** DOCUMENT PASSAGE **

>> Begin

3.2.2. Algorithms Used for Regional Delineation

Generally, algorithms of community partitions are valued by their computational precision within a reasonable time. The past 20 years have witnessed great progress in the development of well-performed algorithms. Famous algorithms in application include the simple greedy agglomerative optimization by Newman [68], the faster Clauset–Newman–Moore heuristic [70], and recently the Louvain method proposed by the Université catholique de Louvain, which provides an approach to find high modularity partitions of networks with large amounts of nodes in a short time and demonstrates the hierarchical structure clearly [71]. For each node i, the algorithm considers the neighbors j of i and evaluates the gain of modularity that would take place by removing i from its community and by placing it in the community of j. The node i is then placed in the community for which this gain is maximum (in case of a tie, we use a breaking rule), but only if this gain is positive. If no positive gain is possible, i stays in its original community. This process is applied repeatedly and sequentially for all nodes until no further improvement can be achieved, and the first phase is then complete. Its accuracy is verified as excellent in comparison and the algorithm has been applied widely until now [72,73,74].
In comparison, the recently emerged Combo method is an optimized algorithm with higher accuracy at the price of longer computational time proposed by Sobolevsky and Campari in 2014 [27]. The vast majority of search strategies take one of the following steps to evolve starting partitions: merging two communities, splitting a community into two, or moving nodes between two distinct communities. Combo involves all three possibilities, after selecting an initial partition made of a single community, the following steps are iterated as long as any gain in terms of the objective function score can be obtained: (1) For each source community, the best possible redistribution of every source nodes into each destination community (either existing or new) is calculated; this also allows for the possibility that the source community entirely merges with the destination; (2) the best merger, split, or recombination is performed. The modularity score of Combo is the best in the performance test, together with different algorithms, including Louvain. Furthermore, it also shows similarity to Infomap when optimizing the description code length [27], indicating much better overall quality in practice [25]. Since our dataset provides us the fine-scale computational resources to explore its mathematical properties, we employ both Louvain and Combo for the calculation to increase the robustness of the results and test their availability in the application of spatial science.

>> End

** LISTED ENTRIES **
>> Begin

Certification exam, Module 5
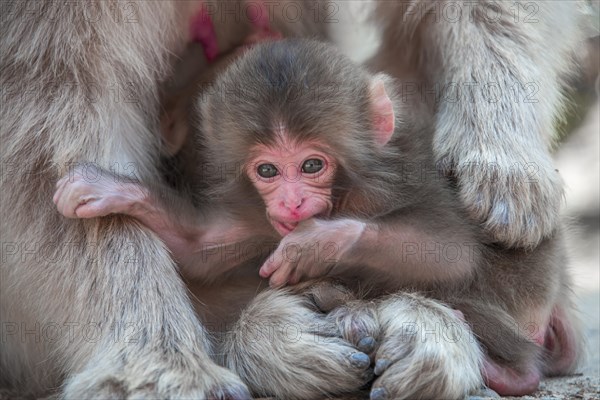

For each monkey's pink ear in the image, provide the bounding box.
[371,75,396,147]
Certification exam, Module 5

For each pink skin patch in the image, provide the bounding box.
[483,357,541,396]
[190,1,283,63]
[246,139,335,236]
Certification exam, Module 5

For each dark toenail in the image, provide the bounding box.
[350,353,371,368]
[373,358,391,375]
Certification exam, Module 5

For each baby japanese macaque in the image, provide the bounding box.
[54,40,581,399]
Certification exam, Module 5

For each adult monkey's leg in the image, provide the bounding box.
[0,1,247,398]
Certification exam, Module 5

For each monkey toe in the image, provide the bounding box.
[468,386,500,400]
[371,294,483,399]
[327,300,380,354]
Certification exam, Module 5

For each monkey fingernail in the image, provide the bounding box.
[371,358,391,376]
[369,388,387,400]
[350,353,371,368]
[358,336,377,353]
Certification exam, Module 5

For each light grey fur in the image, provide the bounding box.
[371,0,581,248]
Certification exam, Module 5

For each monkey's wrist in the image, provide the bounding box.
[342,223,379,264]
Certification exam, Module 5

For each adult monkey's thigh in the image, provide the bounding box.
[373,0,581,248]
[0,1,247,398]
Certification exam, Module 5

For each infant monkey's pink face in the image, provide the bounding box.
[246,140,335,236]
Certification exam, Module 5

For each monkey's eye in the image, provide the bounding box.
[256,164,279,178]
[302,158,323,174]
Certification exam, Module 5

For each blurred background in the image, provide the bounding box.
[334,0,600,400]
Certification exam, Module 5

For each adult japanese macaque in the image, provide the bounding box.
[55,41,580,399]
[0,0,577,398]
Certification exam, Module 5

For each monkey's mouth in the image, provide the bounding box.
[272,220,298,236]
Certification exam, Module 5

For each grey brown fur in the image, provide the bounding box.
[196,41,581,398]
[0,1,575,398]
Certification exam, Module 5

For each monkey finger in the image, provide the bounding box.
[269,267,292,287]
[258,255,282,278]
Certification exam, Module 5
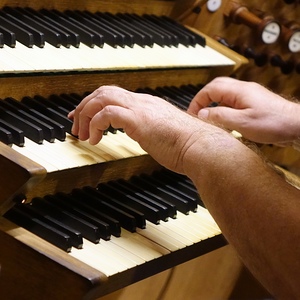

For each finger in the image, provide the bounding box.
[77,97,108,141]
[89,106,136,145]
[188,77,243,114]
[198,106,248,133]
[68,88,105,136]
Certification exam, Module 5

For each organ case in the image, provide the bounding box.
[0,1,247,299]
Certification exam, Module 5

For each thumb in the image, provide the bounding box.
[198,106,244,130]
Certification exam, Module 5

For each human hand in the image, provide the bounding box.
[69,86,227,173]
[188,77,300,143]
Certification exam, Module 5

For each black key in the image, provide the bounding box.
[118,179,177,219]
[59,93,84,107]
[0,13,34,48]
[143,14,179,47]
[139,15,178,47]
[0,105,44,144]
[48,95,76,112]
[0,11,45,48]
[34,95,70,116]
[104,12,146,47]
[83,187,146,232]
[70,189,121,237]
[122,14,165,47]
[94,12,135,47]
[0,125,13,146]
[162,16,206,47]
[3,7,62,48]
[37,9,81,48]
[41,9,97,48]
[112,180,169,221]
[5,98,66,141]
[63,10,104,48]
[115,14,154,47]
[0,119,25,147]
[53,193,111,241]
[5,206,72,252]
[101,183,160,224]
[21,97,73,134]
[130,176,190,214]
[149,15,191,46]
[141,174,198,212]
[152,171,201,203]
[66,10,118,47]
[80,11,125,47]
[32,196,100,243]
[0,24,16,48]
[0,99,55,143]
[21,7,72,48]
[20,204,83,249]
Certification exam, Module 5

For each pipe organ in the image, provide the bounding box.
[0,0,253,299]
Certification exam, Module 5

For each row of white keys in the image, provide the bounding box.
[137,221,186,252]
[70,229,170,276]
[114,131,147,155]
[70,239,132,276]
[174,212,220,240]
[0,47,35,73]
[0,42,234,72]
[112,228,170,261]
[100,132,141,157]
[12,138,59,173]
[12,132,145,172]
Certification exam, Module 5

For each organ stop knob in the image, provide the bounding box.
[227,2,281,44]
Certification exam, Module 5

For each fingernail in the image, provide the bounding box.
[198,108,209,119]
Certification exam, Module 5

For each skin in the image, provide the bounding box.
[69,78,300,299]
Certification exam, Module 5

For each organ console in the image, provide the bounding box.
[225,1,281,44]
[0,0,247,299]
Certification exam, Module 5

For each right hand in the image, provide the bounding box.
[188,77,300,144]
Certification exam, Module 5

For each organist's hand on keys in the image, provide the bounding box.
[189,77,300,145]
[69,86,232,173]
[69,79,300,299]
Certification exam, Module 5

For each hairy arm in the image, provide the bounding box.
[184,132,300,299]
[69,87,300,299]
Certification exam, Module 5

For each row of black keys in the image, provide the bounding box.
[0,7,205,48]
[0,85,200,146]
[5,170,203,251]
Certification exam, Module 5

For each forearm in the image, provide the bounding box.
[185,135,300,299]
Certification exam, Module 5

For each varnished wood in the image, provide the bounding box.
[0,0,174,15]
[0,217,107,300]
[0,66,234,100]
[0,0,246,300]
[25,155,161,202]
[97,245,244,300]
[0,143,46,215]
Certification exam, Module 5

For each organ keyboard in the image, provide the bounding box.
[0,0,246,299]
[0,7,234,73]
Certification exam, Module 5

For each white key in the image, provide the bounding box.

>> End

** STATED PROBLEM **
Answer these about the text on regional delineation algorithms:
(a) In the Louvain method, what happens to node i if no positive gain is possible?
(b) Who proposed the Combo method, and in what year?
(c) What initial partition does Combo start from?
The listing has nothing to do with the text on regional delineation algorithms.

** THE SOLUTION **
(a) Node i stays in its original community.
(b) Sobolevsky and Campari proposed it in 2014.
(c) It starts from a partition made of a single community.